Source passage:

Yesterday, I was at the home of an Indian friend. After telling him about what I am doing (studying Palliative Care, offering advance care planning consultations, facilitating DeathCafe, etc.), I asked him if he’d heard of palliative care. He said that the concept of hospice isn’t known in India. When his father had terminal cancer and the doctors knew that nothing more could be done, he still spent his last three days in a hospital ICU instead of at home surrounded by family. This was deeply disturbing to the family.
I just read Chapter 1 of my new nursing textbook on palliative care for my first course in the Hospice and Palliative Care Masters program at Madonna University. Palliative care, of which hospice is one form, is about caring for the whole person - emotional, social, spiritual and physical - not just the disease. So often the only form of care that is offered at the end of life is medical care which just looks at and treats the physical ramifications of the disease or illness. With a team approach, palliative care aims to treat the whole person, to see the whole person and to enable the patient and the family to be aware of and be helped through all aspects of this important stage of life. An ICU can’t do that. By design, it is a specialty medical area. When a patient is not expected to survive, it is not ideal to be in an ICU. None of us says, “Gee, I want to die in an ICU.”
I propose we spell ICU as “I See You” and create specialty areas where care can focus on the whole person. Let’s equip every hospital that has an ICU with “I See You” care as well.
The concept of Palliative Care is becoming known in India. There are programs that seek to serve people with chronic and debilitating diseases through a team approach. Palliative care concepts are growing all over the world. In response to advances in medical technology, I believe this is an ethical imperative that we add humanistic care back into all medical care, at any stage of life, but especially at the end of life.

Records shown:
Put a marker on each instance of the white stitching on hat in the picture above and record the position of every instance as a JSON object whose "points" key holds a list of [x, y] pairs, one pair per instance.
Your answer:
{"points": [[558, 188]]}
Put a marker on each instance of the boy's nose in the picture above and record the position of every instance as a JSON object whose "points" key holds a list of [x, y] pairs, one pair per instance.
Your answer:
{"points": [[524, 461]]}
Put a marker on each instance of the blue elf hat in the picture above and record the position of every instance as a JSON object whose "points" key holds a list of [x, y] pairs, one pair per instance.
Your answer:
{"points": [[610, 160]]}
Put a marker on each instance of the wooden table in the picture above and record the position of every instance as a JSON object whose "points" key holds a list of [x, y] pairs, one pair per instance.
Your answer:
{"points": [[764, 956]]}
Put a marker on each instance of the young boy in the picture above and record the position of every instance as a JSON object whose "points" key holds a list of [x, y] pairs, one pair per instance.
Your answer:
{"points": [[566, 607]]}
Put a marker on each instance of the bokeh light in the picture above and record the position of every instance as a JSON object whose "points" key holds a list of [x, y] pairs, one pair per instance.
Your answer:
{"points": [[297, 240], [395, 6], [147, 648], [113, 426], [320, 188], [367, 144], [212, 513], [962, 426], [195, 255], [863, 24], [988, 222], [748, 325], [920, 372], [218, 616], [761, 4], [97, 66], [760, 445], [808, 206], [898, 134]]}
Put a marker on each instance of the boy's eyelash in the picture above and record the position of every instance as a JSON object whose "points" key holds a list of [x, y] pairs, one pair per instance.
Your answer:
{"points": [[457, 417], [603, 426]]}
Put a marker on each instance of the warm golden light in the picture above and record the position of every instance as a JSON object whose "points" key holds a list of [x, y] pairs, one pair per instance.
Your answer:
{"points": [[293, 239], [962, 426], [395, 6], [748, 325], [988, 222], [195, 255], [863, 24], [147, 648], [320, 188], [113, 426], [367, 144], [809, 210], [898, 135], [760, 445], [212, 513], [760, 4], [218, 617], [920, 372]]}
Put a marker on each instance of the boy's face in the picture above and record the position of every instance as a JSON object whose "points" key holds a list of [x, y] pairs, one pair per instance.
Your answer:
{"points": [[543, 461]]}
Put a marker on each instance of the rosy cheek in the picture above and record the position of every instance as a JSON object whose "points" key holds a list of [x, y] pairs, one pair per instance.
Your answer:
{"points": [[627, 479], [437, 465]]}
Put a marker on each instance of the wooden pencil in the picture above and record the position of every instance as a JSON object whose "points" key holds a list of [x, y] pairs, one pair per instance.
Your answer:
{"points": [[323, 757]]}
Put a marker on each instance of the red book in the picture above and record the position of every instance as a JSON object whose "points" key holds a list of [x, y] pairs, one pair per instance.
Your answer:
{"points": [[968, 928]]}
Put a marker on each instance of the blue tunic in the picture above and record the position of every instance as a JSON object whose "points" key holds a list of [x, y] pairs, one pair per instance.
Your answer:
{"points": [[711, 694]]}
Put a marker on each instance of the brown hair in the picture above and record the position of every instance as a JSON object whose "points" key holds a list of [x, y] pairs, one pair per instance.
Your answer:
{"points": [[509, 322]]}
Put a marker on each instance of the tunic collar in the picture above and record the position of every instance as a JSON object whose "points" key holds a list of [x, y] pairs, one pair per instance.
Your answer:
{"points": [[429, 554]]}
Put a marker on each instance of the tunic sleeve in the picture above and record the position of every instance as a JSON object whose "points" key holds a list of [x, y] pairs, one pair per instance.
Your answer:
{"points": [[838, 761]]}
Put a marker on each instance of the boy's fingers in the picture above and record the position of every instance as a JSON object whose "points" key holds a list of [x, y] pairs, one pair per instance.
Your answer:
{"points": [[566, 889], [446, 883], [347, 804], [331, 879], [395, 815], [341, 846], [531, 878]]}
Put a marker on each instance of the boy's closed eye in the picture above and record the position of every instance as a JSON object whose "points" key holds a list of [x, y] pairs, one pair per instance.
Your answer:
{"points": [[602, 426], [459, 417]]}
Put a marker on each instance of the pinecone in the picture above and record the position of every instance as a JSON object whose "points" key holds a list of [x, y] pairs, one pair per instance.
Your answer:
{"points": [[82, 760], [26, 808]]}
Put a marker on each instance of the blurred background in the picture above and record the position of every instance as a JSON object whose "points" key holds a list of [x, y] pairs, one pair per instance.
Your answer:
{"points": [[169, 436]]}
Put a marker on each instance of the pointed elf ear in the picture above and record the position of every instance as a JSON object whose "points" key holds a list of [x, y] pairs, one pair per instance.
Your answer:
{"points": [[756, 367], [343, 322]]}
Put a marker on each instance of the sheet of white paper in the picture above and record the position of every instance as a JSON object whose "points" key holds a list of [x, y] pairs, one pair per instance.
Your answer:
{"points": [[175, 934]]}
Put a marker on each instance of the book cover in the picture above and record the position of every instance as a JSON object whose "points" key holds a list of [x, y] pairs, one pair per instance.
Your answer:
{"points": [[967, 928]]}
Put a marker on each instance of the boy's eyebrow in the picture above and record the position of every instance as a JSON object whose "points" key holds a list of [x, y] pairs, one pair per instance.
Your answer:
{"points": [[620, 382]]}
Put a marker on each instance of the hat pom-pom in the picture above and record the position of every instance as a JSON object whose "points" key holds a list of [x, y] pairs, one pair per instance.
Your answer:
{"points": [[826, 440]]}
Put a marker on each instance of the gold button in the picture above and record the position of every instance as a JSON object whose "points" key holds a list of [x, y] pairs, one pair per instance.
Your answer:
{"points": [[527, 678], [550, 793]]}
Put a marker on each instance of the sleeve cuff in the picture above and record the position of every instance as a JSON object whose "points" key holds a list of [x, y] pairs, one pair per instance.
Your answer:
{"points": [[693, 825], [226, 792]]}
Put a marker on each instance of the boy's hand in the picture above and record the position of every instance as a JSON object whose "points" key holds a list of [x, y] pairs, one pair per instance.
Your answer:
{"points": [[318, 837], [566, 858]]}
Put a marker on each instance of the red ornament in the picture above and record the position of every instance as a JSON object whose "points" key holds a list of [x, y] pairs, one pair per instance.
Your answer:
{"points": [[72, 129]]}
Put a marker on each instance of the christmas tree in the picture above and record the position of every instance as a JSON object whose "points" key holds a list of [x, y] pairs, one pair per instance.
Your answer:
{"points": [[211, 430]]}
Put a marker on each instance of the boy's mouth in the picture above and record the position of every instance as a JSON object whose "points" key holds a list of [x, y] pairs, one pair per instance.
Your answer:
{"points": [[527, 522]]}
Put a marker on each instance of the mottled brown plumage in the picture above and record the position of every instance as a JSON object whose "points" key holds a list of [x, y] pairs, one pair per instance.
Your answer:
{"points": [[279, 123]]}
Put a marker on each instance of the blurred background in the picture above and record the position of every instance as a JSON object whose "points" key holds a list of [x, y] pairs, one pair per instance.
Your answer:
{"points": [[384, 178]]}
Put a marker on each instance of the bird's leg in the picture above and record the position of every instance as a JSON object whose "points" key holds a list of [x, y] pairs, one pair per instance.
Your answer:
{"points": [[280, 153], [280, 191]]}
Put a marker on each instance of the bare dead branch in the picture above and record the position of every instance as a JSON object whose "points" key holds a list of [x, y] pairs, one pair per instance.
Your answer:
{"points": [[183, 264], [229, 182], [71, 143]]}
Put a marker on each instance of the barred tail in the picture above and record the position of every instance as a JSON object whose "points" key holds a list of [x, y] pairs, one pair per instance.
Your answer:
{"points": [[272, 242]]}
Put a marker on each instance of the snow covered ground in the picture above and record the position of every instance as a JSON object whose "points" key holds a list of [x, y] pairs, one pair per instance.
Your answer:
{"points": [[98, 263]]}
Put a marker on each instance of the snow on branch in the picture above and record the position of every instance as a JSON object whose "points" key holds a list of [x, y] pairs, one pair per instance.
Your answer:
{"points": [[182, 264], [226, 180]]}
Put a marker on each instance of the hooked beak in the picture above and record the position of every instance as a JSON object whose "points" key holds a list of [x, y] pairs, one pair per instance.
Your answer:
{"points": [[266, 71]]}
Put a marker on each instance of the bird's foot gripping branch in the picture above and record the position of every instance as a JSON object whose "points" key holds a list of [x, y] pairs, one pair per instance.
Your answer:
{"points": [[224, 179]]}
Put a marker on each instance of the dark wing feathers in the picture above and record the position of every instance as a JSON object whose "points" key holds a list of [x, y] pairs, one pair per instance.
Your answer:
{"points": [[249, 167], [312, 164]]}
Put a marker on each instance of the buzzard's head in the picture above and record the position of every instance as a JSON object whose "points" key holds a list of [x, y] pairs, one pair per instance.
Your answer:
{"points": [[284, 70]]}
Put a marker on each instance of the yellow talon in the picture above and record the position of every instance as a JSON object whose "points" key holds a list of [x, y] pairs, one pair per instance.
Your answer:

What to produce: Please repeat the palliative care post from "I propose we" up to and including "end of life.", switching "hospital" to "clinic". The records stand apart from the palliative care post and are separate material.

Your response:
I propose we spell ICU as “I See You” and create specialty areas where care can focus on the whole person. Let’s equip every clinic that has an ICU with “I See You” care as well.
The concept of Palliative Care is becoming known in India. There are programs that seek to serve people with chronic and debilitating diseases through a team approach. Palliative care concepts are growing all over the world. In response to advances in medical technology, I believe this is an ethical imperative that we add humanistic care back into all medical care, at any stage of life, but especially at the end of life.